>> Start Excerpted records

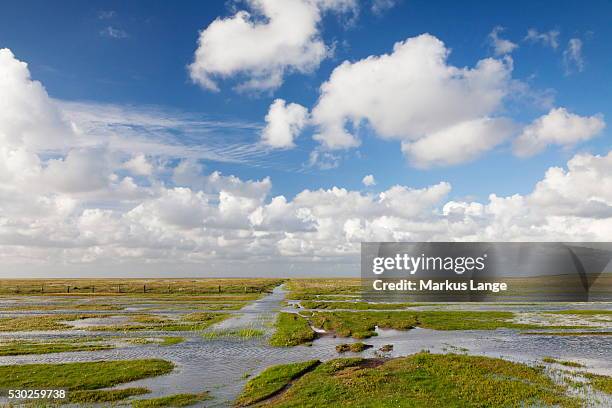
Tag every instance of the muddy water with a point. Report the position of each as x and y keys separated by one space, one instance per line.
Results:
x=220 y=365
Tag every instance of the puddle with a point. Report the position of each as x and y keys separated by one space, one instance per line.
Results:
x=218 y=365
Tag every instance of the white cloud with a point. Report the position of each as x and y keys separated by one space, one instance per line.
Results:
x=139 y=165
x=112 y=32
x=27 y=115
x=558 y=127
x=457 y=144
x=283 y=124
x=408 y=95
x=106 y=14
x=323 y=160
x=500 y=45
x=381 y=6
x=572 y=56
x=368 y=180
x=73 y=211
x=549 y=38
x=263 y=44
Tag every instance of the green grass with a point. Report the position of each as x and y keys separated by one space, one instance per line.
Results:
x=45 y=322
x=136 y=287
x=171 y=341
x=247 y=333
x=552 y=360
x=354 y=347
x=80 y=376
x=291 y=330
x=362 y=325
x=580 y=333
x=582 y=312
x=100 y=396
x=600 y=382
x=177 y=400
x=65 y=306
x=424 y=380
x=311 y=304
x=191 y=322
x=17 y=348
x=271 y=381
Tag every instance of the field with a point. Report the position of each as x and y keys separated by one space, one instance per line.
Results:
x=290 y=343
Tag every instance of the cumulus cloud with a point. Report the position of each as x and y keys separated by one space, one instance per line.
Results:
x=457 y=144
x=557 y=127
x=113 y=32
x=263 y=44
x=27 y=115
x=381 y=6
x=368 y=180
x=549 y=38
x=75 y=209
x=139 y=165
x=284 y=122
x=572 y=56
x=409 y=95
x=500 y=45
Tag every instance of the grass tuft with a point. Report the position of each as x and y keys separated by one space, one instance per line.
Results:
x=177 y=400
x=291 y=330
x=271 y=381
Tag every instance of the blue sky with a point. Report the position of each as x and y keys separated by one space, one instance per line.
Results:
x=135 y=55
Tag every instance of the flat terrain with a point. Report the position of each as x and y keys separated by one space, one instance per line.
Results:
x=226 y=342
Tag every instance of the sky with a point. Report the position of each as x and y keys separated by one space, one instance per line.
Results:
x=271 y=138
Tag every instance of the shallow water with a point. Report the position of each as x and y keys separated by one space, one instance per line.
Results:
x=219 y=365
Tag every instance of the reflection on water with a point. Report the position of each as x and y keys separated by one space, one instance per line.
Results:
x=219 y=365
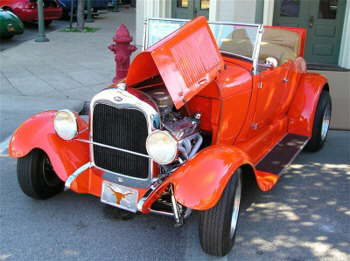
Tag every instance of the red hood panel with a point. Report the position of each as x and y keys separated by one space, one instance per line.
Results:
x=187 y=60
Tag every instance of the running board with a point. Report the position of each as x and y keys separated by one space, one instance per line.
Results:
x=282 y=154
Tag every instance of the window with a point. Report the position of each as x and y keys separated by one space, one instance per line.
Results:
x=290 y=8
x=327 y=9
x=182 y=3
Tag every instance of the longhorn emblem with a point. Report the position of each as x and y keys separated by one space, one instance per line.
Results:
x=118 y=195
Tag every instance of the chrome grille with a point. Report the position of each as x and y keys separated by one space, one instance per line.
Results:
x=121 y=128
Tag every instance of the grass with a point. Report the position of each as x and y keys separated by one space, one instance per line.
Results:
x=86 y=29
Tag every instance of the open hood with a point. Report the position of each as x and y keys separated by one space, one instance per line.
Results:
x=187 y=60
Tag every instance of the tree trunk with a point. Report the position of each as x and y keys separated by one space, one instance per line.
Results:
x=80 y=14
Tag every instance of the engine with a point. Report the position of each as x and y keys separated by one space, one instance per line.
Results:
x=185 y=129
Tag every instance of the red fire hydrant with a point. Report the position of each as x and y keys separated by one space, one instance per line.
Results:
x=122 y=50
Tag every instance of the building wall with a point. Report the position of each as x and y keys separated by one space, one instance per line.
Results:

>> End Excerpted records

What to work on
Output the lines above in full and exactly as given, omitting any pictures.

Task result
Tag every instance of the muddy water with a point. Report the position of each as x and y keys separated by one space, one instance per line.
Results:
x=220 y=365
Tag every instance of the puddle with a point. Report the position of each as x and y keys separated by one space, one instance per line.
Results:
x=218 y=365
Tag every instance of the white cloud with a point. Report the position of each as x and y keys separated by one space, one instance per line.
Results:
x=139 y=165
x=112 y=32
x=27 y=115
x=558 y=127
x=457 y=144
x=283 y=124
x=408 y=95
x=106 y=14
x=323 y=160
x=500 y=45
x=381 y=6
x=572 y=56
x=368 y=180
x=73 y=211
x=549 y=38
x=263 y=44
Tag every instance of the green grass with a point. Report the position of each as x and y keys separated by one space, one instance per line.
Results:
x=45 y=322
x=136 y=287
x=171 y=341
x=247 y=333
x=552 y=360
x=354 y=347
x=80 y=376
x=291 y=330
x=362 y=325
x=580 y=333
x=582 y=312
x=100 y=396
x=600 y=382
x=177 y=400
x=65 y=306
x=424 y=380
x=311 y=304
x=191 y=322
x=17 y=348
x=271 y=381
Tag every instance of the field with a point. Report the position of each as x and y keys separated by one space, one instance per line.
Results:
x=290 y=343
Tag every instance of the cumulus cloud with a point. Report the position of each as x and y keys separated by one space, one instance per line.
Results:
x=457 y=144
x=557 y=127
x=113 y=32
x=263 y=44
x=27 y=115
x=381 y=6
x=368 y=180
x=549 y=38
x=75 y=209
x=139 y=165
x=284 y=122
x=572 y=56
x=409 y=95
x=500 y=45
Tag every instance of the grass tuft with a point. Report the position of each as x and y keys separated by one space, one instance per line.
Results:
x=177 y=400
x=291 y=330
x=271 y=381
Tag every instance of the blue sky with a point. Report the position of each as x and y keys separated by one space, one instance per line.
Results:
x=135 y=55
Tag every instance of the flat terrain with a point. Report the position of each as x and y keys separated by one space, one instance per line.
Results:
x=226 y=342
Tag every instance of the sky with a point. Report the position of each as x and y keys separated by one space, one instance per line.
Results:
x=271 y=138
Tag every instance of the shallow water with a point. Report the position of each as x and y keys separated by one space, one instance per line.
Results:
x=219 y=365
Tag every instance of the reflection on water with a point. Report the position of each as x and y keys separated by one space, one instance per line.
Results:
x=219 y=365
Tag every instance of the red hood panel with a point. Report the position of each as x and y keys separated by one space, one instance per line.
Results:
x=187 y=60
Tag every instance of the running board with a point. Report the position of each as x and y keys separated by one space, one instance per line.
Results:
x=282 y=154
Tag every instance of the window with a point. Report the position of each as x and y keys separated by one space, one instance per line.
Results:
x=290 y=8
x=327 y=9
x=182 y=3
Tag every instance of the longhorn emblem with a point. Report the position of each as x and y keys separated by one space, one instance per line.
Results:
x=118 y=195
Tag every instance of the chrome grille with a point. Report the position of each as x and y keys separated by one space, one instance per line.
Results:
x=121 y=128
Tag every instance of the grass with a point. Report the position of each as x and y keys separated by one space, one instance per line.
Results:
x=86 y=29
Tag every instance of the open hood with a point. Report the position of each as x and y keys separated by one space, one instance per line.
Results:
x=187 y=60
Tag every instance of the tree trunk with a point. Report the position of each as x and y keys separated by one space, one instance per line.
Results:
x=80 y=14
Tag every instance of the engine with a point. Report the position of each as x and y keys separated by one space, one instance per line.
Results:
x=185 y=129
Tag every instance of the red fire hydrant with a point. Report the position of each as x and y keys separated by one space, one instance per line.
Results:
x=122 y=50
Tag every instance of the building wall with a point. Report the position of each as x and y keys separated by one space, one instance per line.
Results:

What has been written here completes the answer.